● What you should do: Word for word, restate every entry shown below.

(Stored items)
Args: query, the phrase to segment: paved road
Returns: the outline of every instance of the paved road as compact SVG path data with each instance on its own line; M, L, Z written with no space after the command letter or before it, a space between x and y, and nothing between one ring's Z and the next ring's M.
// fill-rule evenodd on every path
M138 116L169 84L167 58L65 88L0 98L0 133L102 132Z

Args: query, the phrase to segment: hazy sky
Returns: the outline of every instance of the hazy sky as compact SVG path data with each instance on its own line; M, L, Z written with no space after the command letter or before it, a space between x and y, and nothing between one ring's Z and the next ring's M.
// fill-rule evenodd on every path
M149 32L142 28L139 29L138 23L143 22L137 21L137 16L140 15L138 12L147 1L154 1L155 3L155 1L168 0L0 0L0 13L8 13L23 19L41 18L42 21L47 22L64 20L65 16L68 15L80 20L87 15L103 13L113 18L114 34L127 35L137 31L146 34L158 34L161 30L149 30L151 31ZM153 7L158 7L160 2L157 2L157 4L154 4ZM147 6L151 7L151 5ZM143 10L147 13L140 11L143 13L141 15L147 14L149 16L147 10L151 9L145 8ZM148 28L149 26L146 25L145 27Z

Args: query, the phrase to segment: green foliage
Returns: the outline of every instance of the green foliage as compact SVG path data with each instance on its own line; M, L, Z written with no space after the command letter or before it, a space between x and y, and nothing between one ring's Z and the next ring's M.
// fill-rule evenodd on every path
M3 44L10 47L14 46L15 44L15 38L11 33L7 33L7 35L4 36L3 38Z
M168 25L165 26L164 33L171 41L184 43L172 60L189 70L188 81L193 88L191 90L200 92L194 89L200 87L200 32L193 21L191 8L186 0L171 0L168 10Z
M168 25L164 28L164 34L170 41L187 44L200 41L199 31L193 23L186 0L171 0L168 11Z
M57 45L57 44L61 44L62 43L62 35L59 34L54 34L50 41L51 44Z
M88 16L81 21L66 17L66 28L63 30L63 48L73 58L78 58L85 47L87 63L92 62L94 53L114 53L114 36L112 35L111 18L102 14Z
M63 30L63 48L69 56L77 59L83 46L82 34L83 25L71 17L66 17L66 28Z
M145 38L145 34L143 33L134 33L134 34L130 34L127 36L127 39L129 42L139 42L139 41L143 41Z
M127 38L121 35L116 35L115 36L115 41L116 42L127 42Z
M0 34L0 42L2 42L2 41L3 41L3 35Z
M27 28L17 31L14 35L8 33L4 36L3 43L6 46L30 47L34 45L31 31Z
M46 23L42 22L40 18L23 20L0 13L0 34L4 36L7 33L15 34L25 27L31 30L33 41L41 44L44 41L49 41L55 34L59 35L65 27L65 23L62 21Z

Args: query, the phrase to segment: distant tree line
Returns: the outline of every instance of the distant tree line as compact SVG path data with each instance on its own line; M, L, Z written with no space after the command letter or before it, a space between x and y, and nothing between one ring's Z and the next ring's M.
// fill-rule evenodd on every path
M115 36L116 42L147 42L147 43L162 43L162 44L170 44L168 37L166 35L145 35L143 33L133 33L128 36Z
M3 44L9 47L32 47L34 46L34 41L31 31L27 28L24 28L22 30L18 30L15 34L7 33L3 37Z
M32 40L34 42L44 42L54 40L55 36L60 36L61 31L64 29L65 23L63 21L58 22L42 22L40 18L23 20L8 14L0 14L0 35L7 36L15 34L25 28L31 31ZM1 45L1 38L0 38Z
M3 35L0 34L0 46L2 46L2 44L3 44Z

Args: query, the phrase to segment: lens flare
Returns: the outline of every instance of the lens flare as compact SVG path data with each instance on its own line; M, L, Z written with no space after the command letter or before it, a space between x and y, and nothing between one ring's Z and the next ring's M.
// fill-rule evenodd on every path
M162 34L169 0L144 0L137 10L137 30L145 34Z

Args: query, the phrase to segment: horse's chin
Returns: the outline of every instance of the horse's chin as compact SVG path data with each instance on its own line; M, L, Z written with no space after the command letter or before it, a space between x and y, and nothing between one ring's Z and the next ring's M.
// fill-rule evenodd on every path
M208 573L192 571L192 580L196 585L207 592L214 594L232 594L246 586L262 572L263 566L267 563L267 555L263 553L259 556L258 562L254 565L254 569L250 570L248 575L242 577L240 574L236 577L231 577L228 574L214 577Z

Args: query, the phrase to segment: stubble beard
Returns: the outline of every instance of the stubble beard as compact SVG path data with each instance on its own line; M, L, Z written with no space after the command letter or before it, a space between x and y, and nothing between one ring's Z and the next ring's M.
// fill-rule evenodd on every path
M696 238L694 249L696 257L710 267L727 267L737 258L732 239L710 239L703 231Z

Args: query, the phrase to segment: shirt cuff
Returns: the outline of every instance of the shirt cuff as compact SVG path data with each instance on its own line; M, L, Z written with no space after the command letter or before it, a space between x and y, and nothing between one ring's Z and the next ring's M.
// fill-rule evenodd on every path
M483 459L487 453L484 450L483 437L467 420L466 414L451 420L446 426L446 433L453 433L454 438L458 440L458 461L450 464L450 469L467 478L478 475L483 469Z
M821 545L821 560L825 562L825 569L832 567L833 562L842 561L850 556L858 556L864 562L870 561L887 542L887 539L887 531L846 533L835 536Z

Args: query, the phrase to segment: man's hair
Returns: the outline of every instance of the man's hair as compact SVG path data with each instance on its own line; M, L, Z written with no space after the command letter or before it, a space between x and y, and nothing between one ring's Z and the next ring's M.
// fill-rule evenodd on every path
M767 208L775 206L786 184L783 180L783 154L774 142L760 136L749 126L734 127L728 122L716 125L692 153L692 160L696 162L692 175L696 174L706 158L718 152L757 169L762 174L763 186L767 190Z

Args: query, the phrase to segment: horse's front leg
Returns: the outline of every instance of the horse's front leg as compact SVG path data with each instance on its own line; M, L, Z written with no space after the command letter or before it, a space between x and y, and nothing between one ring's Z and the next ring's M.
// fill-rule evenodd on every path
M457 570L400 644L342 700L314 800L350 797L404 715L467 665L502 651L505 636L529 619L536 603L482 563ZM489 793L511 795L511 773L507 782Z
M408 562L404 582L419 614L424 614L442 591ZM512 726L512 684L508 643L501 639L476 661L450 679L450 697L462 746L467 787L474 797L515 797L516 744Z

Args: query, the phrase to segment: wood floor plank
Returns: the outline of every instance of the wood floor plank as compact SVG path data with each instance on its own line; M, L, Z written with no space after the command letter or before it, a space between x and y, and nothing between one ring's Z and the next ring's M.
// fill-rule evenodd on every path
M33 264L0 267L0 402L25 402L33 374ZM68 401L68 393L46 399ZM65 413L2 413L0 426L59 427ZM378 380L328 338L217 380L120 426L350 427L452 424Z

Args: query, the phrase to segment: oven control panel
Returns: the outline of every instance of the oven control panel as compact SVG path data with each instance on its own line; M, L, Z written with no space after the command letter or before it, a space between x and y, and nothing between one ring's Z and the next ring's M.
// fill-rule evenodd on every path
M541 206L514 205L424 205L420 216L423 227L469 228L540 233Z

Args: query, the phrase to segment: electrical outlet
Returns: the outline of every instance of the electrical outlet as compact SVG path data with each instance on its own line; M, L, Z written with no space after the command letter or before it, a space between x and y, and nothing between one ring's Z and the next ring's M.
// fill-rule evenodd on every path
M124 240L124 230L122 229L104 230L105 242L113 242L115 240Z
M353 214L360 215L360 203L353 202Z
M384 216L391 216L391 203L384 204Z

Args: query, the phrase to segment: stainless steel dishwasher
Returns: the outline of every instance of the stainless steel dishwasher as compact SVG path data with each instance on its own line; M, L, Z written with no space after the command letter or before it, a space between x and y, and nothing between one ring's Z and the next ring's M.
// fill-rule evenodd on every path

● Exercise output:
Args: query, the phrase to segment: paved road
Returns: the outline of every instance of the paved road as compact SVG path data with each instance on its own line; M, L, Z written with no space after the command letter or before it, a space between x and y, and nothing between one ring's Z and the next ring's M.
// fill-rule evenodd on every path
M138 116L169 84L167 58L65 88L0 98L0 133L102 132Z

Args: query, the phrase to segment: hazy sky
Returns: the outline of every instance of the hazy sky as compact SVG path data with each instance on its own line; M, L, Z written with no space after the command letter or before it, a space between x and y, and nothing between one ring's Z and the next ring's M.
// fill-rule evenodd on every path
M149 32L142 28L139 29L138 23L143 22L137 21L137 16L140 15L138 12L147 1L154 1L155 3L155 1L168 0L0 0L0 13L8 13L23 19L41 18L42 21L47 22L64 20L65 16L68 15L80 20L87 15L103 13L113 18L114 34L127 35L137 31L146 34L158 34L161 30L149 30L151 31ZM153 7L158 7L160 2L157 2L157 4L154 4ZM147 6L151 7L151 5ZM143 10L147 13L140 11L143 13L141 15L147 14L149 16L147 10L151 9L145 8ZM148 28L149 26L146 25L145 27Z

Args: query, the phrase to segment: green foliage
Returns: the outline of every instance of the green foliage as compact SVG path data with each instance on its own line; M, L, Z written with no space after the command letter or before it, a space between x and y, and nothing between one ring's Z and the next ring's M.
// fill-rule evenodd on every path
M3 44L10 47L14 46L15 44L15 38L11 33L7 33L7 35L4 36L3 38Z
M168 25L165 26L164 33L171 41L184 43L172 60L189 70L188 81L193 88L191 90L200 92L194 89L200 87L200 32L193 21L191 8L186 0L171 0L168 10Z
M168 25L164 28L164 34L170 41L187 44L200 41L199 31L193 23L186 0L171 0L168 11Z
M57 45L57 44L61 44L62 43L62 35L59 34L54 34L50 41L51 44Z
M88 16L81 21L66 17L66 28L63 30L63 48L73 58L78 58L85 47L87 63L92 62L94 53L114 53L114 36L112 35L111 18L102 14Z
M63 30L63 48L69 56L77 59L83 46L82 34L83 25L71 17L66 17L66 28Z
M145 38L145 34L143 33L134 33L134 34L130 34L127 36L127 39L129 42L139 42L139 41L143 41Z
M127 38L121 35L116 35L115 36L115 41L116 42L127 42Z
M0 34L0 42L2 42L2 41L3 41L3 35Z
M27 28L17 31L14 35L8 33L4 36L3 43L6 46L30 47L34 45L31 31Z
M46 23L42 22L40 18L23 20L0 13L0 34L4 36L7 33L15 34L25 27L31 30L33 41L41 44L44 41L49 41L55 34L59 35L65 27L65 23L62 21Z

Args: query, the phrase to segment: distant tree line
Returns: the outline of every instance of the distant tree line as compact SVG path data with each instance on its own line; M, L, Z written with no space after the command letter or before it, a space between x and y, and nothing between one ring's Z and the next ring's M.
// fill-rule evenodd on every path
M115 36L116 42L147 42L147 43L162 43L162 44L170 44L168 37L166 35L145 35L143 33L133 33L128 36Z
M3 44L9 47L32 47L34 46L34 41L31 31L27 28L24 28L22 30L18 30L15 34L7 33L3 37Z
M32 40L34 42L44 42L54 40L55 36L60 36L61 31L64 29L65 23L63 21L58 22L42 22L40 18L23 20L8 14L0 14L0 35L7 36L15 34L25 28L31 31ZM1 45L1 38L0 38Z
M3 35L0 34L0 46L2 46L2 44L3 44Z

Args: query, the phrase to segment: lens flare
Returns: the outline of every instance of the lens flare as compact SVG path data with each instance on its own line; M, L, Z written with no space after the command letter or before it, a space between x and y, and nothing between one ring's Z and the next ring's M.
// fill-rule evenodd on every path
M162 34L169 0L144 0L137 10L137 30L145 34Z

Args: query, the phrase to segment: horse's chin
Returns: the outline of every instance of the horse's chin as compact SVG path data with each instance on its own line; M, L, Z written with no space after the command letter or before it, a space between x and y, and nothing between one ring's Z and the next ring's M.
// fill-rule evenodd on every path
M208 573L192 571L192 580L196 585L207 592L214 594L232 594L246 586L262 572L263 566L267 563L267 555L263 553L259 556L258 562L254 565L254 569L250 570L248 575L242 577L240 574L236 577L231 577L228 574L214 577Z

Args: query, the phrase to segment: stubble beard
Returns: the outline of every instance of the stubble beard as compact SVG path data with each instance on its own line; M, L, Z written with no space after the command letter or before it, a space between x and y, and nothing between one ring's Z and the next ring's M.
// fill-rule evenodd on every path
M696 238L694 249L696 257L710 267L727 267L737 258L732 239L710 239L703 231Z

Args: query, the phrase to segment: shirt cuff
Returns: the outline of every instance of the shirt cuff as compact SVG path data with each instance on its own line; M, L, Z written with no space after the command letter or before it, a space between x and y, and nothing between one ring's Z and the next ring's M.
// fill-rule evenodd on every path
M483 459L487 453L484 450L483 437L467 420L466 414L451 420L446 426L446 433L453 433L454 438L458 440L458 461L450 464L450 469L467 478L478 475L483 469Z
M821 545L821 560L825 562L825 569L832 567L833 562L842 561L850 556L858 556L864 562L870 561L887 542L887 539L887 531L846 533L835 536Z

Args: query, the phrase to segment: man's hair
Returns: the outline of every instance of the man's hair as compact SVG path data with each instance on its own line; M, L, Z written with no space after the command letter or before it, a space between x and y, and nothing between one ring's Z and the next ring's M.
// fill-rule evenodd on every path
M767 208L775 206L786 184L783 180L783 154L774 142L760 136L749 126L734 127L728 122L716 125L692 153L692 160L696 162L692 175L696 174L706 158L718 152L757 169L762 174L763 186L767 190Z

Args: query, the phrase to segment: horse's front leg
Returns: the outline of every instance of the horse's front leg as compact SVG path data with each instance on its own line; M, L, Z written with no space after the command letter or before it, a space between x and y, and nothing between one ring's Z and the next ring's M.
// fill-rule evenodd on every path
M457 570L400 644L342 700L314 800L350 797L404 715L467 665L502 651L505 636L529 619L536 603L482 563ZM489 793L511 795L511 773L507 782Z
M408 562L404 582L419 614L424 614L442 591ZM512 726L512 684L508 643L501 639L476 661L450 679L450 697L462 746L467 787L474 797L515 797L516 744Z

Args: query, the phrase to segment: wood floor plank
Returns: the outline of every instance of the wood floor plank as compact SVG path data with each instance on its own line; M, L, Z written with no space after the command letter or before it, a space between x and y, and nothing between one ring's Z and the next ring's M.
// fill-rule evenodd on every path
M33 264L0 267L0 402L25 402L33 374ZM68 401L68 393L46 399ZM65 413L2 413L0 426L59 427ZM378 380L328 338L217 380L120 426L350 427L452 424Z

Args: query, the phrase to segment: oven control panel
Returns: the outline of every instance of the oven control panel as compact SVG path data with each instance on its own line; M, L, Z written with no space after the command letter or before it, a space between x and y, and nothing between one ring's Z and the next ring's M.
// fill-rule evenodd on every path
M541 206L514 205L424 205L420 216L423 227L469 228L540 233Z

Args: query, the phrase to segment: electrical outlet
Returns: the outline of every instance of the electrical outlet as compact SVG path data with each instance on its own line; M, L, Z written with no space after the command letter or before it, a space between x and y, and nothing between one ring's Z and the next ring's M.
// fill-rule evenodd on every path
M124 240L124 230L122 229L104 230L105 242L113 242L115 240Z
M353 214L360 215L360 203L353 202Z
M384 216L391 216L391 203L384 204Z

Args: query, the phrase to segment: stainless steel dishwasher
Returns: the outline of every instance of the stainless steel dishwasher as compact SVG path data with each instance on its own line; M, L, Z written with no space after the command letter or before it, a space between x and y, and nothing between one ring's Z and the next ring's M.
// fill-rule evenodd on every path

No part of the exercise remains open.